The Details

Rating 92
Style
Whiskey
Produced In Scotland
ABV 54.3%
Availability Limited
Price $199.99 
Reviewed By
Review Updated 2024-04-15

Port Charlotte 18 Year Old Single Malt Scotch Whisky Review

Bruichladdich Distillery currently offers three main product lines that span the spectrum of peat influence. The producer’s namesake Bruichladdich releases are completely unpeated (though still carry plenty of Islay-influenced flavor). The ultra-heavily peated Octomore range is among the world’s most heavily peated line of whiskies. And Port Charlotte lies somewhere in between, a “heavily” (but not ultra-heavily) peated Scotch series that intends to be a fastball down the middle as opposed to a curveball in either direction.

Today, we’re looking at the oldest-ever release in the Port Charlotte line, an 18-year-old, limited release Islay Scotch. Port Charlotte 18 Year was matured in a combination of refill sherry casks (74 percent) and refill French oak wine casks (26 percent). The single malt is made with 100 percent Scottish barley and spent the entirety of its aging life on Islay.

A few more details for the number crunchers. Port Charlotte 18 is bottled at a sturdy 54.3 percent ABV, and it’s un-chill filtered with no added coloring. And if you’re curious about that peat influence, this expression measures at 40 PPM. (Virtually all releases in the Octomore line tick above 100 PPM.)

Can the latest (and eldest) Port Charlotte Scotch hit that ideal middle ground, with enough peat to satisfy Islay aficionados? Let’s dive in.

Port Charlotte 18 Year Old Single Malt Scotch Whisky review.

Excerpted data:
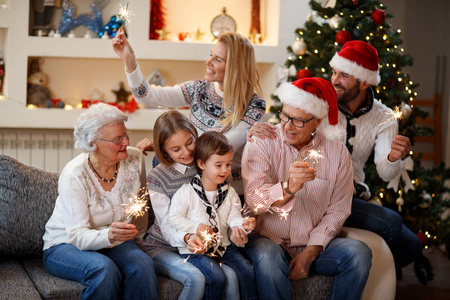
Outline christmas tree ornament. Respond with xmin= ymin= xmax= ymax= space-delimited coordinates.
xmin=387 ymin=156 xmax=416 ymax=193
xmin=59 ymin=0 xmax=109 ymax=35
xmin=330 ymin=16 xmax=342 ymax=29
xmin=335 ymin=30 xmax=352 ymax=46
xmin=419 ymin=191 xmax=433 ymax=208
xmin=416 ymin=231 xmax=428 ymax=247
xmin=149 ymin=0 xmax=165 ymax=40
xmin=400 ymin=102 xmax=412 ymax=120
xmin=370 ymin=8 xmax=386 ymax=25
xmin=297 ymin=69 xmax=312 ymax=79
xmin=395 ymin=196 xmax=405 ymax=212
xmin=292 ymin=39 xmax=308 ymax=55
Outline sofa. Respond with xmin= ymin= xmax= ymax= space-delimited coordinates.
xmin=0 ymin=154 xmax=395 ymax=300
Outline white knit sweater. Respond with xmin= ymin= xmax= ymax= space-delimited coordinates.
xmin=339 ymin=99 xmax=400 ymax=196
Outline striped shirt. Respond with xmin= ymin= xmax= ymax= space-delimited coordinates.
xmin=242 ymin=125 xmax=353 ymax=257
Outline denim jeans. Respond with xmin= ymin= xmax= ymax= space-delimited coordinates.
xmin=153 ymin=251 xmax=206 ymax=300
xmin=244 ymin=234 xmax=372 ymax=299
xmin=181 ymin=244 xmax=257 ymax=299
xmin=344 ymin=198 xmax=422 ymax=271
xmin=43 ymin=241 xmax=158 ymax=300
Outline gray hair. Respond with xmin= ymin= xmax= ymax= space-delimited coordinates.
xmin=73 ymin=103 xmax=128 ymax=153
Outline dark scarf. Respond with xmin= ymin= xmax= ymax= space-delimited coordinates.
xmin=190 ymin=173 xmax=228 ymax=257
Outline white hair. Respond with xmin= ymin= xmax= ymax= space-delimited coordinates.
xmin=73 ymin=102 xmax=128 ymax=153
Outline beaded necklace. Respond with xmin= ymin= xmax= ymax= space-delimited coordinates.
xmin=88 ymin=156 xmax=119 ymax=183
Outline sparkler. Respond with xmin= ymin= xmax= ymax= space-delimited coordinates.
xmin=118 ymin=2 xmax=134 ymax=23
xmin=379 ymin=106 xmax=403 ymax=126
xmin=303 ymin=149 xmax=323 ymax=167
xmin=123 ymin=188 xmax=149 ymax=219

Exercise tasks:
a. Copy the whisky review word for word, from "Today, we’re looking" up to and including "Let’s dive in.".
b. Pick up the Port Charlotte whisky review after its last line and keep writing it.

Results of the tasks:
a.
Today, we’re looking at the oldest-ever release in the Port Charlotte line, an 18-year-old, limited release Islay Scotch. Port Charlotte 18 Year was matured in a combination of refill sherry casks (74 percent) and refill French oak wine casks (26 percent). The single malt is made with 100 percent Scottish barley and spent the entirety of its aging life on Islay.

A few more details for the number crunchers. Port Charlotte 18 is bottled at a sturdy 54.3 percent ABV, and it’s un-chill filtered with no added coloring. And if you’re curious about that peat influence, this expression measures at 40 PPM. (Virtually all releases in the Octomore line tick above 100 PPM.)

Can the latest (and eldest) Port Charlotte Scotch hit that ideal middle ground, with enough peat to satisfy Islay aficionados? Let’s dive in.

b.
Port Charlotte 18 Year Old Single Malt Scotch: Price and Availability

This 18-year-old version of Port Charlotte is a decidedly limited release, with around 6,000 bottles total heading to retailers in the first half of 2024. (The brand hasn’t divulged whether it intends to make this an annual expression.) It retails for a suggested $200. Though this is certainly a limited expression — and some Bruichladdich Distillery fans may clamor for it — as of this writing, it’s very much accessible via some online retailers and in major U.S. markets. I expect the price to steadily creep up if indeed this is a one-off release. At the same time, I wouldn’t be surprised to see Bruichladdich drop another batch in early 2025.

Port Charlotte 18 Year Old Single Malt Scotch Review

As with all of VinePair’s whisky reviews, this was tasted in a Glencairn glass and rested for at least five minutes.

Nose

The nose starts with an immediate hit of peat, though milder and more savory (rather than smoky) compared to the distillery’s recent Octomore releases; it’s heavy on mesquite and hickory. A strong peat element quickly subsides, and a variety of fruit scents emerge: baked apples and plums, red grapes, apricot, and guava.

Those aromas waft out of the glass and alternate evenly between baked cobbler and freshly sliced tropical fruits. Mixing refill sherry and wine cask finishes has certainly diversified the fruit fragrances.

The interplay between peat and fruit is the real star here, and while the nose evolves in the glass, that light tug-of-war never really ceases. Rather, additional elements become gradually more detectable without pushing anything else out of line. Hot cereal, pine sap, birch bark, and furniture polish bring light-but-not-overpowering astringency.

Light salinity comes through at the very end, paired with additional simple syrup sweetness. While I would welcome more complexity in the realm of sweetness, it’s an appropriate cap on a nose that frankly seems to accomplish what this heavily peated expression is aiming to do.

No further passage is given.